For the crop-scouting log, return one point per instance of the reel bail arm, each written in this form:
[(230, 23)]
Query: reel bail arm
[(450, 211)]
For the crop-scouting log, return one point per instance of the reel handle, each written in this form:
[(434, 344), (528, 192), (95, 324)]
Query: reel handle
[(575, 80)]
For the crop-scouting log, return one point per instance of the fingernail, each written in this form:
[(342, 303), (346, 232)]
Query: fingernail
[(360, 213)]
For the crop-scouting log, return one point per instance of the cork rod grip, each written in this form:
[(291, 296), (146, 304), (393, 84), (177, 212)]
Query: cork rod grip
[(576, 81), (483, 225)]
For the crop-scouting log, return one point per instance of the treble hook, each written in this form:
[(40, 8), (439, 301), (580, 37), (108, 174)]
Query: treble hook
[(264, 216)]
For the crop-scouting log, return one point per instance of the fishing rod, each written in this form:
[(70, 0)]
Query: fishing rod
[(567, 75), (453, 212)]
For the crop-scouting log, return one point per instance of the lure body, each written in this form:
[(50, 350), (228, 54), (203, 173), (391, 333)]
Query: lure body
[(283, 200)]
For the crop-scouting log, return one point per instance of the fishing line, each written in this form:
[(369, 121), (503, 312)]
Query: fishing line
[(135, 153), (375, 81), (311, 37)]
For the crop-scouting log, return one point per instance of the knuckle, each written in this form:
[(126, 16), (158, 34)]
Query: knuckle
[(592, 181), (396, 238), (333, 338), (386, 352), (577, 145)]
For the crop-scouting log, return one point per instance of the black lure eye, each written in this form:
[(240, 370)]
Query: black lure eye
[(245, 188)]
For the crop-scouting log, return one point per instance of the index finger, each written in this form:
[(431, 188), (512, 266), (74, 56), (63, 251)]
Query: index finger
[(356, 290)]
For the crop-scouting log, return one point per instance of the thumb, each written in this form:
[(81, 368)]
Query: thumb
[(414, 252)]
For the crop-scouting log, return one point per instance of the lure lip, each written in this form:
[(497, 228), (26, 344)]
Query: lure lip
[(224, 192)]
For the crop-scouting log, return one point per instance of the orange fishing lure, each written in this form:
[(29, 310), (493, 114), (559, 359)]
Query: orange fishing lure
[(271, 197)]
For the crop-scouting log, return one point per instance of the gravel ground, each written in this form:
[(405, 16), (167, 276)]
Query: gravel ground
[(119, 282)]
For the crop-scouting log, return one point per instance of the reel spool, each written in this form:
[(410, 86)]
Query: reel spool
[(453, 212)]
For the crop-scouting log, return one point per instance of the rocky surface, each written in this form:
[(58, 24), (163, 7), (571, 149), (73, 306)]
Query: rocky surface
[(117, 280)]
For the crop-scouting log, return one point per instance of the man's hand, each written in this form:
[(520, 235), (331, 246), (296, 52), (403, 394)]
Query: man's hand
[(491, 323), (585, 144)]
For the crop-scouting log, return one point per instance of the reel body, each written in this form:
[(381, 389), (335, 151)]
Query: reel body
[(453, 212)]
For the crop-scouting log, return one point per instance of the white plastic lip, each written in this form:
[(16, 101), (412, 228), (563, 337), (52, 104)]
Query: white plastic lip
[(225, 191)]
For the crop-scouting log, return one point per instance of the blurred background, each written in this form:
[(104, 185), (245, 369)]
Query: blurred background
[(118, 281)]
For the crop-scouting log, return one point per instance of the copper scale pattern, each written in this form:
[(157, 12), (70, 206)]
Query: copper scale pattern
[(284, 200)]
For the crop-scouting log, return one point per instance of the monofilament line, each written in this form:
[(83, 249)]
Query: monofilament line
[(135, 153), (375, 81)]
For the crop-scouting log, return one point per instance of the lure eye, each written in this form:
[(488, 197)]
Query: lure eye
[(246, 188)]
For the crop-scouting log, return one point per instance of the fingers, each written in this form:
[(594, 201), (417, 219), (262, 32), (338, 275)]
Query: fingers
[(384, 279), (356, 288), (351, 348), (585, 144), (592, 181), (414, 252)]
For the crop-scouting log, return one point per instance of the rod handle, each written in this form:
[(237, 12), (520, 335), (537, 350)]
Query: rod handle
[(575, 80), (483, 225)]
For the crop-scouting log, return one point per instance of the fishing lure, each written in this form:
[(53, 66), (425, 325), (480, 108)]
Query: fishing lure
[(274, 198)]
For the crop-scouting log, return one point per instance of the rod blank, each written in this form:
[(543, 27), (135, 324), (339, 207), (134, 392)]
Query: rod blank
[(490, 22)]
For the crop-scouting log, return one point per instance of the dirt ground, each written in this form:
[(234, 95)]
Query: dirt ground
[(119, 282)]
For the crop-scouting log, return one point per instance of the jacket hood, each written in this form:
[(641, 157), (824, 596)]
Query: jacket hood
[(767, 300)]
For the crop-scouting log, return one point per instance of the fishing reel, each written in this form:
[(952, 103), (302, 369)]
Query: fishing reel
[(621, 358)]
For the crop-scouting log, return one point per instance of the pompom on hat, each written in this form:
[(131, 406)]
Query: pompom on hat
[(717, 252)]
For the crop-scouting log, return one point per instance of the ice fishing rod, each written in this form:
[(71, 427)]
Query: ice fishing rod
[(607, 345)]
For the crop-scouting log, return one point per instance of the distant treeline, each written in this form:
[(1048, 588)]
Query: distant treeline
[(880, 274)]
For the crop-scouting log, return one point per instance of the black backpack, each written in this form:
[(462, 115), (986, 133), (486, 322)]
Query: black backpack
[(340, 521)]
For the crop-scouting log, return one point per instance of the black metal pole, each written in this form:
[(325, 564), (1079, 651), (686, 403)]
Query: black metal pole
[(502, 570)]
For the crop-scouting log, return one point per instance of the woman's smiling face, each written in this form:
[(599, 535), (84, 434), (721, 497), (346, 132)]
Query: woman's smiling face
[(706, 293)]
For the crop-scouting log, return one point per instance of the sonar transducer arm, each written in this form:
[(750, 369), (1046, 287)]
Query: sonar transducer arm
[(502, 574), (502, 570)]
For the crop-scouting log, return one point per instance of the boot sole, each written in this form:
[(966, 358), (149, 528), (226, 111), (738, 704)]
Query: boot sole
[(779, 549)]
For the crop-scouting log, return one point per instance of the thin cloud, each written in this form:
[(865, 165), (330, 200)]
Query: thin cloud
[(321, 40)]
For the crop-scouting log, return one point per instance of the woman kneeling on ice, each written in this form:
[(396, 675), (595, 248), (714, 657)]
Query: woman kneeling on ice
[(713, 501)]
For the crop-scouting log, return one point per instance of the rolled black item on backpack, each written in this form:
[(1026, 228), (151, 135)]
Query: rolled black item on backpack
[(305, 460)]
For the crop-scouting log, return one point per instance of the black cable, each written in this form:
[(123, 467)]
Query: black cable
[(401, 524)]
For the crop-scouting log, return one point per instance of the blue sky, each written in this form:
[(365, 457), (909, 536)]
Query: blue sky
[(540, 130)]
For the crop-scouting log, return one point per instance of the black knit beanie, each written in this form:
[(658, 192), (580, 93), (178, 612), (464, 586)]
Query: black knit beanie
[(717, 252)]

» **TO DO**: Reproduce all of the data above line for line, without changing any character.

» **FULL ANSWER**:
For the crop-scouting log, return one point per instance of the reel bail arm, each written in this form:
[(230, 23)]
Query: reel bail arm
[(450, 211)]
For the crop-scouting log, return one point per instance of the reel handle, each written in this form:
[(434, 344), (528, 192), (95, 324)]
Query: reel handle
[(575, 80)]
For the crop-scouting log, return one point per instance of the fingernail, each written in this form:
[(342, 303), (346, 232)]
Query: fingernail
[(360, 213)]
For the crop-scouting log, return one point per instance of the cork rod grip, each written in this form:
[(291, 296), (146, 304), (393, 84), (177, 212)]
Query: cork rod grip
[(576, 81), (483, 225)]
For the crop-scouting log, return one point per instance of the treble hook, each written in this form:
[(40, 8), (439, 301), (580, 37), (108, 174)]
Query: treble hook
[(264, 216)]
For the crop-scouting log, return one point per instance of the fishing rod, each written in this form:
[(70, 0)]
Query: fishing rod
[(567, 75), (453, 212)]
For the crop-scouting log, return one point per instance of the lure body, each written in this form:
[(50, 350), (228, 54), (203, 173), (391, 333)]
Query: lure body
[(283, 200)]
For the crop-scouting log, return one point per instance of the fishing line, each written in this form:
[(369, 121), (503, 312)]
Query: fishing line
[(135, 153), (375, 81), (311, 37)]
For the crop-scouting log, return one point per instance of the knuckle, each written in this form:
[(126, 16), (158, 34)]
Query: knuckle
[(592, 181), (396, 238), (333, 338), (386, 352), (577, 145)]
For the crop-scouting log, return one point per instance of the black lure eye, each written in this form:
[(240, 370)]
Query: black lure eye
[(245, 188)]
For the crop-scouting log, return one point per instance of the index finger, each written in this form:
[(431, 188), (512, 266), (74, 56), (63, 251)]
Query: index finger
[(356, 290)]
For the crop-scouting log, return one point per instance of the thumb, each written in this form:
[(81, 368)]
Query: thumb
[(414, 252)]
For the crop-scouting log, return one point per instance of the lure lip, each written in this form:
[(497, 228), (26, 344)]
Query: lure lip
[(224, 192)]
For the crop-scouting log, return one point per instance of the orange fishing lure, each written in this form:
[(29, 310), (493, 114), (559, 359)]
Query: orange fishing lure
[(271, 197)]
For the crop-scouting log, return one point per instance of the gravel ground, each written in this form:
[(405, 16), (167, 276)]
Query: gravel ground
[(119, 282)]
For the crop-scouting log, return one point per instance of the reel spool, each written in this form:
[(410, 86)]
Query: reel spool
[(453, 212)]
For the crop-scouting log, return one point per instance of the rocky surface, each written in this form:
[(58, 24), (163, 7), (571, 149), (73, 306)]
Query: rocky surface
[(117, 280)]
For the crop-scouting log, return one point per instance of the man's hand, each written in this form:
[(520, 235), (331, 246), (296, 52), (403, 394)]
Query: man's hand
[(491, 323), (585, 144)]
For the crop-scouting log, return one point per instance of the reel body, each written in this form:
[(381, 389), (335, 151)]
Query: reel body
[(453, 212)]
For the crop-scouting log, return one point per instance of the white plastic lip, each written in this form:
[(16, 101), (412, 228), (563, 337), (52, 104)]
Query: white plastic lip
[(225, 191)]
For the crop-scouting log, return one point per instance of the blurred background, each written in this form:
[(104, 185), (245, 369)]
Query: blurred background
[(118, 281)]
For the crop-scouting log, return one point per instance of the copper scale pattern, each written in this form:
[(157, 12), (70, 206)]
Query: copper scale pattern
[(284, 200)]
For the crop-scouting log, return one point per instance of the monofilament line, each written in this form:
[(83, 249)]
Query: monofilament line
[(135, 153), (375, 81)]
For the crop-scouting log, return one point per instance of the lure eye, each written in this form:
[(488, 197)]
Query: lure eye
[(246, 188)]
For the crop-scouting log, return one point per instance of the fingers, each written in this form:
[(594, 201), (417, 219), (262, 32), (338, 275)]
Query: fingers
[(384, 279), (356, 288), (351, 348), (585, 144), (592, 181), (414, 252)]
For the crop-scouting log, return one point per instance of the rod handle, each written in this form:
[(237, 12), (520, 335), (537, 350)]
Query: rod handle
[(575, 80), (483, 225)]
For the crop-scouting log, return one point per instance of the fishing lure, each written in this form:
[(53, 66), (425, 325), (480, 108)]
Query: fishing lure
[(274, 198)]
For the crop-scouting log, return one point per instance of the rod blank, each written in this form:
[(543, 27), (135, 324), (339, 207), (134, 392)]
Query: rod blank
[(490, 22)]
For the crop-scouting log, return one point per instance of the dirt ground, each written in this form:
[(234, 95)]
Query: dirt ground
[(119, 282)]
For the crop-scouting log, return one point per instance of the jacket hood, each written in this form:
[(641, 157), (824, 596)]
Query: jacket hood
[(767, 300)]
For the crop-scouting log, return one point per instance of the fishing reel, each written in this form:
[(952, 103), (302, 369)]
Query: fishing reel
[(621, 358)]
For the crop-scouting log, return one point per instance of the pompom on hat, each written in this form:
[(131, 406)]
Query: pompom on hat
[(717, 252)]
For the crop-scouting log, return one point per instance of the ice fishing rod, each written in this form:
[(71, 427)]
Query: ice fishing rod
[(607, 345)]
For the crop-scouting log, return one point per instance of the distant treeline, each written in this form:
[(1048, 588)]
Query: distant treeline
[(880, 274)]
For the crop-scouting log, return one point per instance of the black backpack, each written in this form:
[(462, 115), (986, 133), (486, 322)]
Query: black backpack
[(340, 521)]
For the crop-scouting log, return one point per instance of the black metal pole, each written in this form:
[(325, 564), (1079, 651), (686, 403)]
Query: black metal pole
[(502, 570)]
For the crop-scouting log, return one point per instance of the woman's smiling face, each written in this form:
[(599, 535), (84, 434), (721, 497), (346, 132)]
Query: woman's smiling face
[(706, 293)]
For the crop-scouting log, return one point per instance of the sonar transducer arm, each written in this form:
[(750, 369), (1046, 287)]
Query: sonar transducer arm
[(502, 574), (502, 570)]
For the crop-scouting log, return one point per instance of the boot sole, each written in this form:
[(966, 358), (149, 528), (226, 111), (738, 704)]
Query: boot sole
[(779, 549)]
For the crop-scouting log, return one point per instance of the thin cloud, each written in this form:
[(865, 165), (330, 200)]
Query: thin cloud
[(321, 40)]
For the crop-scouting log, return one point per instance of the woman kneeling on ice, each written in this form:
[(396, 675), (595, 248), (714, 657)]
Query: woman kneeling on ice
[(713, 501)]
For the crop-scouting log, return one point per instance of the rolled black item on backpack, each written in this form:
[(1026, 228), (151, 135)]
Query: rolled black item on backpack
[(305, 460)]
For the crop-scouting log, return one point per instance of the black cable, each written in this form:
[(123, 467)]
Query: black cable
[(401, 524)]
For the crop-scouting log, return one point per instance of the blue sky, each written in this form:
[(365, 457), (909, 536)]
Query: blue sky
[(540, 130)]
For the crop-scouting log, return one point per instance of the black knit beanie, each written in this form:
[(658, 192), (580, 93), (178, 612), (464, 586)]
Query: black knit beanie
[(717, 252)]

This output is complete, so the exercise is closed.